━━ PAGE

Prisonniers de guerre Juifs Français d’Algérie

Montage - Christophe Woehrle
Montage - Christophe Woehrle

Un nom en particulier fait l’objet de mon étude de ce jour : Atlan
Un lieu en particulier : Bougie – Bejaïa

Bejaïa est située en bordure de la mer Méditerranée dans la région de la Kabylie, à 220 kilomètres à l’est d’Alger.

Bien que la question de la citoyenneté soit épineuse et divise les dirigeants de la colonie (cf.Attali), les jeunes Juifs algériens sont mobilisés comme tout citoyen français. Ils se retrouvent sur les fronts de l’est et du nord de la France, et entrent en captivité lors de la Bataille de France de mai-juin 1940. Parmi eux :

Gaston Atlan est né le 11 décembre 1903 à Bougie en Algérie, fils de Serron Atlan et de Ghida Atlan, époux de Louise Alphonsine née Vallée. Avant guerre, il réside au 6, rue de Picardie à Alger. Lors de la déclaration de guerre, il est mobilisé comme soldat de 2e classe au 65e Régiment d’Infanterie. Il est fait prisonnier le jour de l’Armistice entre Vichy et le 3e Reich le 21 juin 1940 à Saint-Malo.

Les listes de prisonniers de guerre montrent qu’il est le seul de son régiment à être fait prisonnier à Saint-Malo. Ses autres camarades de captivité appartenaient en grande partie à des régiments de sanitaires. Il apparaît donc que Gaston Atlan était déjà malade et pris en charge par un régiment sanitaire.

Il est interné au Frontstalag 133, camp de la Marne à Rennes où il reçoit le matricule 145. Malade il n’est, de ce fait, pas transféré vers l’Allemagne et se voit libéré le 8 novembre 1940 et obtient un congé de captivité. Il s’installe à Saint-Malo au 14, rue François Dubreil d’où il est expulsé en 1942. Il se réfugie alors à Château-Gontier comme marchand de primeurs. C’est là que le 9 octobre 1942, il est arrêté par les autorités allemandes.

━━━━
━━ DONNÉES SOURCES

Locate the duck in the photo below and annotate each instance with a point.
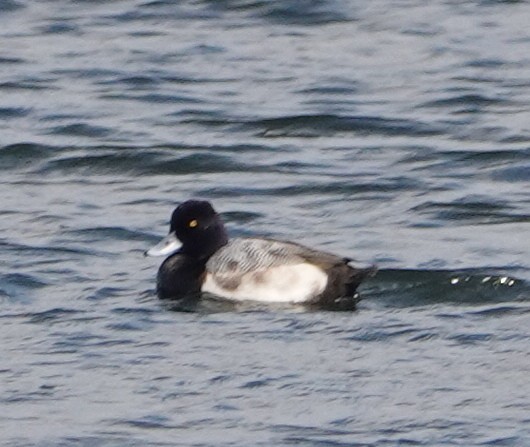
(202, 259)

━━━━

Extrayez de la page sur les prisonniers de guerre juifs d'Algérie le passage qui s'ouvre sur les mots « Il est interné » et se clôt sur « les autorités allemandes. », sans y changer un mot.

Il est interné au Frontstalag 133, camp de la Marne à Rennes où il reçoit le matricule 145. Malade il n’est, de ce fait, pas transféré vers l’Allemagne et se voit libéré le 8 novembre 1940 et obtient un congé de captivité. Il s’installe à Saint-Malo au 14, rue François Dubreil d’où il est expulsé en 1942. Il se réfugie alors à Château-Gontier comme marchand de primeurs. C’est là que le 9 octobre 1942, il est arrêté par les autorités allemandes.